**CONSIGNES**:
**a.** Reproduisez le passage de l'extrait sur Adrian Newey qui s'ouvre sur les mots contenant « Le Britannique a » et se ferme sur « dans le dos. ».
**b.** D'après l'extrait sur Adrian Newey, quel outil a besoin de beaucoup de travail parce qu'il ne corrèle pas du tout pour le moment ?

Adrian Newey est à Monaco. Jeudi dernier, assis sur le toit du motorhome Aston Martin, soft drink citronné à la main, il a accordé un entretien exclusif à la F1 alors qu'il découvrait enfin le paddock en 2025. Depuis son arrivée chez Aston Martin début mars, c'est la première fois qu'il met les pieds sur un circuit. Et si certains espéraient que le génie de la planche à dessin allait immédiatement révolutionner le sort de l'équipe de Lawrence Stroll, il faut être clair : ce n'est pas pour maintenant.
Le Britannique a passé les trois derniers mois cloîtré à Silverstone, scannant l'équipe, les outils, les méthodes. Et le constat est limpide : "Il est juste de dire que certains de nos outils sont faibles. En particulier le simulateur avec pilote [driver-in-the-loop simulator - DIL], qui a besoin de beaucoup de travail car il ne corrèle pas du tout pour le moment – or c'est un outil de recherche fondamental." Autrement dit, en 2025, Aston Martin joue avec une main partiellement attachée dans le dos.

**DONNÉES FOURNIES**:
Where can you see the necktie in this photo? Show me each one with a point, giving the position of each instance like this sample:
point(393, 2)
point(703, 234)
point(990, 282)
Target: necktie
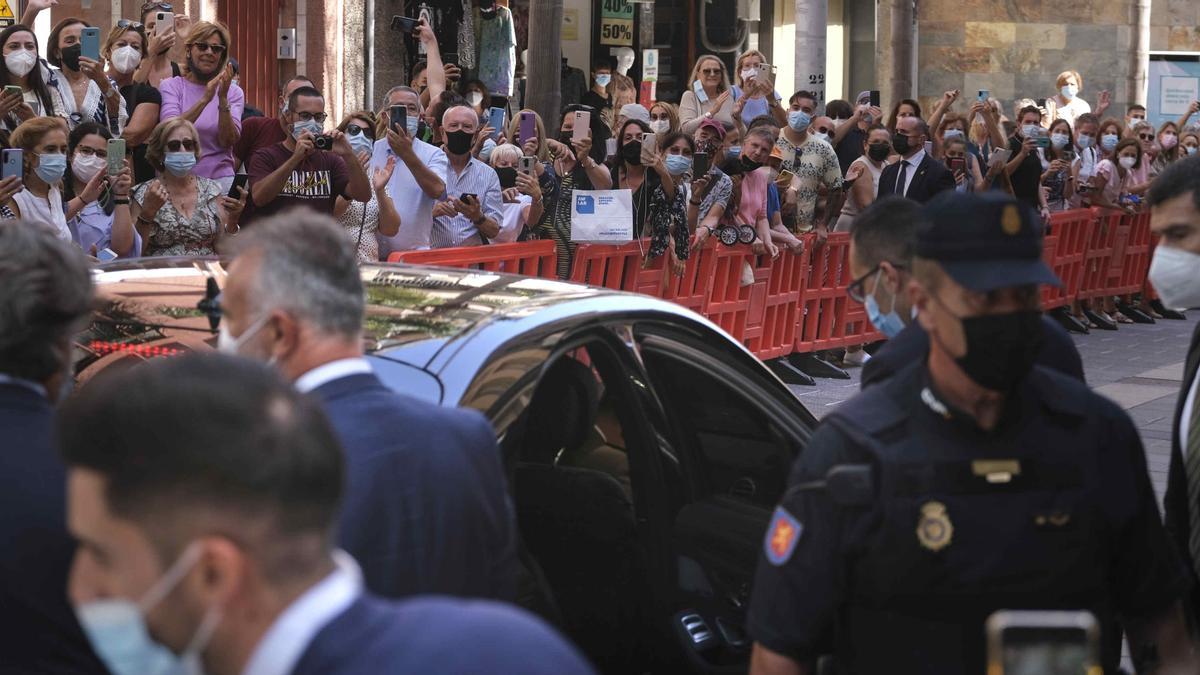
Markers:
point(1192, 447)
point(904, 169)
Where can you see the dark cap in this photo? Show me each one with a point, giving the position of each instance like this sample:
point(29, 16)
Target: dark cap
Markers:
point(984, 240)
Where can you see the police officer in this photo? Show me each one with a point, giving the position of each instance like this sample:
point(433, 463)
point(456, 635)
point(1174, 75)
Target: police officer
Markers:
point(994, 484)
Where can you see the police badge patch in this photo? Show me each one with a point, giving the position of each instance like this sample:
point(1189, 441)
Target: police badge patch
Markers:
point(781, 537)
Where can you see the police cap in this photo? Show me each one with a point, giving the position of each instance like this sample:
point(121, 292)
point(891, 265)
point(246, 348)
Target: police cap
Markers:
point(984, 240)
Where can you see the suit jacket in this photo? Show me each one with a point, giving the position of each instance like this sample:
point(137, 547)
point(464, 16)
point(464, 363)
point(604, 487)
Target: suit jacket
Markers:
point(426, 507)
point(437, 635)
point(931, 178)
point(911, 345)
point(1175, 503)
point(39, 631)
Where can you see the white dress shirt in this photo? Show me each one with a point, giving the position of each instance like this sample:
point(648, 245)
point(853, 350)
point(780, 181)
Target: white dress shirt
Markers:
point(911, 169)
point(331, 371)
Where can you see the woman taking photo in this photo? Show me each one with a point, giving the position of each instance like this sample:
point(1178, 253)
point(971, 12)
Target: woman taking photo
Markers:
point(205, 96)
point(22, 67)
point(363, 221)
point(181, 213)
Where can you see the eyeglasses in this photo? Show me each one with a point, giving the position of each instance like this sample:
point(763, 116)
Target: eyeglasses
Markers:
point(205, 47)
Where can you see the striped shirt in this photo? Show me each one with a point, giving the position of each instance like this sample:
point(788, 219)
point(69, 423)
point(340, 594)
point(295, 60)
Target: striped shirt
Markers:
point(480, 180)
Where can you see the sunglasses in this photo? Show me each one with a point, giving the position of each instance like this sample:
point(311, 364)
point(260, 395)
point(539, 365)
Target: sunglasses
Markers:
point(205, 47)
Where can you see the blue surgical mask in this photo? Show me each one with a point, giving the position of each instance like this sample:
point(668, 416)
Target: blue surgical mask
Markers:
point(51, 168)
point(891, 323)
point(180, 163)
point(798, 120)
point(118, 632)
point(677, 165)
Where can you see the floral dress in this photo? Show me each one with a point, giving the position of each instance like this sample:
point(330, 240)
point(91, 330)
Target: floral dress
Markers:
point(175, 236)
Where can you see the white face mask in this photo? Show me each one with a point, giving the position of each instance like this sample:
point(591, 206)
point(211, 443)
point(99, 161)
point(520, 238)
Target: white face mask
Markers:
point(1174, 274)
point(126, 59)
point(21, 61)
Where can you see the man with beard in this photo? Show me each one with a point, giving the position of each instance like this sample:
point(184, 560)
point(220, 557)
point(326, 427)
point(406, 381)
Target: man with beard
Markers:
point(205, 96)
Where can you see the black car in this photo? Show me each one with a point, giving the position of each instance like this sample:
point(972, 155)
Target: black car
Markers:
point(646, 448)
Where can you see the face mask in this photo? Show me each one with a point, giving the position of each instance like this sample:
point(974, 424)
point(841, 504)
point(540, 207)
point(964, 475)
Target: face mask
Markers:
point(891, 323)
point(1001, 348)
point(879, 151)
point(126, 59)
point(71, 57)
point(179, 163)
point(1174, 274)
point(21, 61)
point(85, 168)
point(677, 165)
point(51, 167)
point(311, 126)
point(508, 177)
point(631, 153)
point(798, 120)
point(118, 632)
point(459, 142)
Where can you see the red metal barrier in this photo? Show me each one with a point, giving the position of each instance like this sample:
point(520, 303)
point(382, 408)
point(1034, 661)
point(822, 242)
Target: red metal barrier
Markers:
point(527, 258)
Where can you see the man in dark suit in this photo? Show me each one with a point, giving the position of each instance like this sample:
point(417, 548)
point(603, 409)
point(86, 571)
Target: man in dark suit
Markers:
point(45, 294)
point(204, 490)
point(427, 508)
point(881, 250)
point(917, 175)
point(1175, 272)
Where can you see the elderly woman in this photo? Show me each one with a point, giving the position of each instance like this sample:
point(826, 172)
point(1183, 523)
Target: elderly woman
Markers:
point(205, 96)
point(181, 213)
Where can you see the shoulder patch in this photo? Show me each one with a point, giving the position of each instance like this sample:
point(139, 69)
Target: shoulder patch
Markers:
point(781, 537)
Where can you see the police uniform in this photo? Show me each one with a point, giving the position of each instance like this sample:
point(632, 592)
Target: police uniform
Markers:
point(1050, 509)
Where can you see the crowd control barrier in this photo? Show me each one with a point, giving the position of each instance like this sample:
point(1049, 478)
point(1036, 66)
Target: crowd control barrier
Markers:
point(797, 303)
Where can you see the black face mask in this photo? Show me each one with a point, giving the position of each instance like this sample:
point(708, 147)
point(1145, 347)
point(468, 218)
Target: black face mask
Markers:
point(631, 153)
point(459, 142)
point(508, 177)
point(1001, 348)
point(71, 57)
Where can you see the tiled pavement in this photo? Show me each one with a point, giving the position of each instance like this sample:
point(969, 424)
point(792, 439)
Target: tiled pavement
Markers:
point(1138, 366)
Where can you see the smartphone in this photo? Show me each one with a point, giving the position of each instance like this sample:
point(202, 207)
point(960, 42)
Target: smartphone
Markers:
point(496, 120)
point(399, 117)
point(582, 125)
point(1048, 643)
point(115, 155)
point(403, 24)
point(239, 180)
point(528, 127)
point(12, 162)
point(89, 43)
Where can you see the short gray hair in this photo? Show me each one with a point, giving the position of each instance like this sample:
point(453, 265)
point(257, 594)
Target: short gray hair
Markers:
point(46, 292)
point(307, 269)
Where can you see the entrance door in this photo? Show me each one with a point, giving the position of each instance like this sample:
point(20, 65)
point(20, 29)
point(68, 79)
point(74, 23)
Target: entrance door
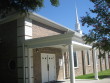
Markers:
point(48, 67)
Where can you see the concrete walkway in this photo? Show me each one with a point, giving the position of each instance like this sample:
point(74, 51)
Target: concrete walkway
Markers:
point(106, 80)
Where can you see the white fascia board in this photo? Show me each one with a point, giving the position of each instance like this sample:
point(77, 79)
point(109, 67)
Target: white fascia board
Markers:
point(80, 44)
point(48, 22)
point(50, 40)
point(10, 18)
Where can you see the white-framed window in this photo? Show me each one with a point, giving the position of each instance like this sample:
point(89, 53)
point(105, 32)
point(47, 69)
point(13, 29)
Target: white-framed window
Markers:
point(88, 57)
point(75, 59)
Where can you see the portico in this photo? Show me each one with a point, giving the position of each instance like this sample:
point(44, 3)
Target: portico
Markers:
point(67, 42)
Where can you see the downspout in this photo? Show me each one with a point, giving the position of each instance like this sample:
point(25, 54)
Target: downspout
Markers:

**VOS RÉPONSES**:
**a.**
Le Britannique a passé les trois derniers mois cloîtré à Silverstone, scannant l'équipe, les outils, les méthodes. Et le constat est limpide : "Il est juste de dire que certains de nos outils sont faibles. En particulier le simulateur avec pilote [driver-in-the-loop simulator - DIL], qui a besoin de beaucoup de travail car il ne corrèle pas du tout pour le moment – or c'est un outil de recherche fondamental." Autrement dit, en 2025, Aston Martin joue avec une main partiellement attachée dans le dos.

**b.** Le simulateur avec pilote (driver-in-the-loop simulator, DIL).